Trecho fornecido:
__________________________________________________
# Der?



## Daniell

Bom dia galera!

A minha dúvida esta vez é a palavra ''der'' em uma canção, vou pôr um pedacinho da letra onde ela se encontra:

Sempre na contramão
Sem radar, sem direção
Sigo pra onde der
Sigo pra onde Deus quiser...........

aguardarei a suas respostas.....obrigado!!!


----------



## olivinha

Daniell said:


> Sigo pra onde der


 
Oi, Daniell.
Der: verbo dar, conjugado no futuro do subjuntivo, terceira pessoa singular.
(der, deres, der, dermos, derdes, derem)

_Sigo por donde sea posible seguir_

O


----------



## Outsider

Es el futuro de subjuntivo de _dar_ (aquí con el sentido de "ser posible"). "Sigo a donde pueda."


----------



## Daniell

obrigado!!!


----------



## spielenschach

Para onde der - para onde estiver inclnado ou me puxarem.


----------



## Pilar Obón

¡Hola!
Puede ser también "quiero"
Sigo para donde quiero
Sigo para donde deseo
Pilar


----------



## Giorgio Lontano

Pilar Obón said:


> ¡Hola!
__________________________________________________
Registros listados:
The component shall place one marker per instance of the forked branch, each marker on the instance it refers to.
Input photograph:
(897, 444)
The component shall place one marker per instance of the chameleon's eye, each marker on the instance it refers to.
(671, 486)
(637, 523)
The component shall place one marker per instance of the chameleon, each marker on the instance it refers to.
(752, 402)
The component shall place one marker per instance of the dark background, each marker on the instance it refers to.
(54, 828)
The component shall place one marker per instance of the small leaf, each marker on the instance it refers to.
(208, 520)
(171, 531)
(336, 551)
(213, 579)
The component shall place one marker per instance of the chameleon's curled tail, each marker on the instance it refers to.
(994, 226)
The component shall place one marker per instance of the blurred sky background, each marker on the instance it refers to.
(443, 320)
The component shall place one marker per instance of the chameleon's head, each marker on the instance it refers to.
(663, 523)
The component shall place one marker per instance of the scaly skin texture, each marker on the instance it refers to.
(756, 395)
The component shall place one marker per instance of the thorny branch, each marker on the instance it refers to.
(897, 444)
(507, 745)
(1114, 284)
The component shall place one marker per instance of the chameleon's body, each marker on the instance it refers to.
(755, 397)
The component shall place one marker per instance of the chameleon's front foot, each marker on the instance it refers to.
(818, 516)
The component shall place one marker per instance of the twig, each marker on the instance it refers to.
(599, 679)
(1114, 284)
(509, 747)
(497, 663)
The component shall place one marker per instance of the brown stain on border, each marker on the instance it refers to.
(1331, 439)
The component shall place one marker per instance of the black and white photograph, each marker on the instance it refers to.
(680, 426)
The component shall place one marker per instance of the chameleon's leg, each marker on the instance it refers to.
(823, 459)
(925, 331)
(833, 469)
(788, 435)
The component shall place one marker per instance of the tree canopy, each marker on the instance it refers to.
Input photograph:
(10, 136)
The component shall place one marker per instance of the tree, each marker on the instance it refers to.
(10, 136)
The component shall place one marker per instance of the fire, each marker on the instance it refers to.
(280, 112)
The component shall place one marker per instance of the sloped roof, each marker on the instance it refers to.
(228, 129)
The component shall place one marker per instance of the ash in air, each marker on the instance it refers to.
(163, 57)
__________________________________________________
Objetivo: Dê seguimento à discussão sobre a palavra "der" na letra da canção, começando logo depois da última linha apresentada. Os registros não têm nenhum papel nesta tarefa.

Resposta:
> Puede ser también "quiero"
> Sigo para donde quiero
> Sigo para donde deseo
> Pilar


 
Hola Pilar.

Me parece que no puede ser como decís, ya que el significado de la frase es un tanto opuesto. Una buena traducción me parece que podría ser:

"Sigo por donde caiga".

Abraços.


----------



## Pilar Obón

¡Hola, Giorgio!

Todo puede ser, en estos vericuetos del lenguaje.
Gracias por tu aclaración.
Un abrazo
Pilar


----------



## Carfer

_'Sigo para donde acontezca/ suceda/ocurra, para donde me lleve el viento_" (o, en este caso, Dios)


----------



## Tomby

Eis a minha tentativa:


> "Sigo pra onde der"
> "Sigo pra onde Deus quiser..........."


Eu diria que a estrofe significa: 
"_Sigo pra onde puder _
_Sigo pra onde Deus quiser..._" 
E que traduziria para espanhol como: 
"_Sigo hasta donde pueda* _
_Sigo hacia donde Dios quiera..._" 
* Hasta donde dé de si, o sea, hasta donde pueda.

Ou assim não dá? 
Bom fim-de-semana!


----------



## Carfer

Tombatossals said:


> * Hasta donde dé de si, o sea, hasta donde pueda.
> 
> Ou assim não dá?


 
Inclino-me mais para hipótese de significar _'sigo para onde calhar'_, no sentido de _'vou ao acaso',_ que a frase seguinte _'sigo pra onde Deus quiser'_ me parece reforçar. No sentido que indica seria mais _'Sigo até onde der'_ em vez de_ 'Sigo pra onde der'_


----------



## Tomby

Caro Carfer: grato pelo esclarecimento! 
Um abraço!
TT.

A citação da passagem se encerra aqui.